WHAT YOU SHOULD DO
Pick out every line in the records below that contains the word "buildings" and copy each one. Case counts.
**********
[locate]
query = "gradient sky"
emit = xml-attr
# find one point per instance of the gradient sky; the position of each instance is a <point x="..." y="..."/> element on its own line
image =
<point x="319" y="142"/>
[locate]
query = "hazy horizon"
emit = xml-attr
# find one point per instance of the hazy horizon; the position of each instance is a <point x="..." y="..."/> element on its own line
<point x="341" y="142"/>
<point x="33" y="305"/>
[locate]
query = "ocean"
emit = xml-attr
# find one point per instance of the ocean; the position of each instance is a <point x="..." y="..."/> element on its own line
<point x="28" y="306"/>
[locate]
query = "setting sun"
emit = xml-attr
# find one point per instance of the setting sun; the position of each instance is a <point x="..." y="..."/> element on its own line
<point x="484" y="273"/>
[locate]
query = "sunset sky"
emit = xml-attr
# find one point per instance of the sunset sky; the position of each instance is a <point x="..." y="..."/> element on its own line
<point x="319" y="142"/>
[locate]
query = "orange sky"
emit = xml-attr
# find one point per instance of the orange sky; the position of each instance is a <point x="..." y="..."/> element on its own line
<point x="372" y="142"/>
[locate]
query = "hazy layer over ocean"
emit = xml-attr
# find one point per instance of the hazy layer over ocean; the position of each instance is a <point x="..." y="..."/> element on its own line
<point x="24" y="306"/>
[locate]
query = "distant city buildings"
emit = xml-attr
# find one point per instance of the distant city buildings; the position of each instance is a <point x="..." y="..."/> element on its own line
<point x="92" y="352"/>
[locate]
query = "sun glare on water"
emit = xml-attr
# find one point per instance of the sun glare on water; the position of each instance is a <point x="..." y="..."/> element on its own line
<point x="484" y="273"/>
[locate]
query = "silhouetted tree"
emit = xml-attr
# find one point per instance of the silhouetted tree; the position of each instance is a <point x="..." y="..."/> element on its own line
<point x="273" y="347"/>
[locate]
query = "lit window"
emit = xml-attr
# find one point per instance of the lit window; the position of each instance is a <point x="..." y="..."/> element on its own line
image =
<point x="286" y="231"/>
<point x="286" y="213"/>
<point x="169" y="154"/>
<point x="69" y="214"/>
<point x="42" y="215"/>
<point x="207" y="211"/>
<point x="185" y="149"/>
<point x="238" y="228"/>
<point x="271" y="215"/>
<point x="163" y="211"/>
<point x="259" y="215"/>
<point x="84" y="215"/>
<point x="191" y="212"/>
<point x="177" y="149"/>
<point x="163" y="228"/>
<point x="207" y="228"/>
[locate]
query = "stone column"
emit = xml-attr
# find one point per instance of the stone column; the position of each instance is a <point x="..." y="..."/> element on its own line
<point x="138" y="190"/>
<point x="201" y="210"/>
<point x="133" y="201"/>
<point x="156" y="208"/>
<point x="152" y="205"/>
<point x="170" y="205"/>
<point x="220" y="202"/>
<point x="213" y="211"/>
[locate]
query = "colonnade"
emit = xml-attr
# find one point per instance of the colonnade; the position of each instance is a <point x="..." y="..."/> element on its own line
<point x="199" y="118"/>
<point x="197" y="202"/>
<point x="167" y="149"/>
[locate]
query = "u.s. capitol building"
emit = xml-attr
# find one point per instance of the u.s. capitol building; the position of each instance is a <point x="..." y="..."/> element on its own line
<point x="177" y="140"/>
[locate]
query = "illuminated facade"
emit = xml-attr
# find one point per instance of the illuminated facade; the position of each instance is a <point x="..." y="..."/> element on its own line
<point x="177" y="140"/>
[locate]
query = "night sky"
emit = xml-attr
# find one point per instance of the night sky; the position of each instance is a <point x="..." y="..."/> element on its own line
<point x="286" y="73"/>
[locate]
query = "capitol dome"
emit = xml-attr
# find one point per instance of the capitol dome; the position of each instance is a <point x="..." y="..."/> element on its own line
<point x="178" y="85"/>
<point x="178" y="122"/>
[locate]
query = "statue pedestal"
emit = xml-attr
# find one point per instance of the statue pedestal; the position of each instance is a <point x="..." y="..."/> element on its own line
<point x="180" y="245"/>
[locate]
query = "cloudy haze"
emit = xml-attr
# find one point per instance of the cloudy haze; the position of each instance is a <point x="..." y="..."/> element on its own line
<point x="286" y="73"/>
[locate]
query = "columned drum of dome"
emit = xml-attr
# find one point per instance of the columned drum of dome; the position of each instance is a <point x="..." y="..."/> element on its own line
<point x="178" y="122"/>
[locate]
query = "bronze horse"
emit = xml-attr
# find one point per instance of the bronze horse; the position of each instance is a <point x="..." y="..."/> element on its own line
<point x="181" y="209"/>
**********
SOLVED PROBLEM
query = "distant city buildings"
# find one point per instance of the distant city buildings; the position of each instance is a <point x="..." y="..."/> element on its own line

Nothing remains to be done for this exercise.